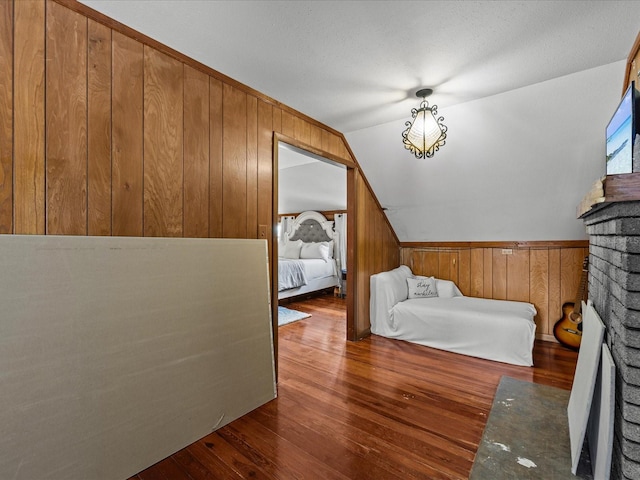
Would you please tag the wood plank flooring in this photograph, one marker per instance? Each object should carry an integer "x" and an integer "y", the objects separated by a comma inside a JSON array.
[{"x": 374, "y": 409}]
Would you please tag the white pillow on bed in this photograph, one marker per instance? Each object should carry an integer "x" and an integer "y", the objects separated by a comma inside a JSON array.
[
  {"x": 445, "y": 288},
  {"x": 292, "y": 249},
  {"x": 422, "y": 287},
  {"x": 315, "y": 250}
]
══════════════════════════════
* [ABOUT THIS TASK] Give back exactly the lines from the one containing "Would you please tag the white" through the last line of the records.

* [REPLY TO THE EXERCISE]
Would you please tag the white pillow on bed in this photograph, one marker per instance? Each object should carry an integer "x" and an integer "y", the objects separated by a comma inside a JSON array.
[
  {"x": 445, "y": 288},
  {"x": 292, "y": 249},
  {"x": 422, "y": 287},
  {"x": 315, "y": 250}
]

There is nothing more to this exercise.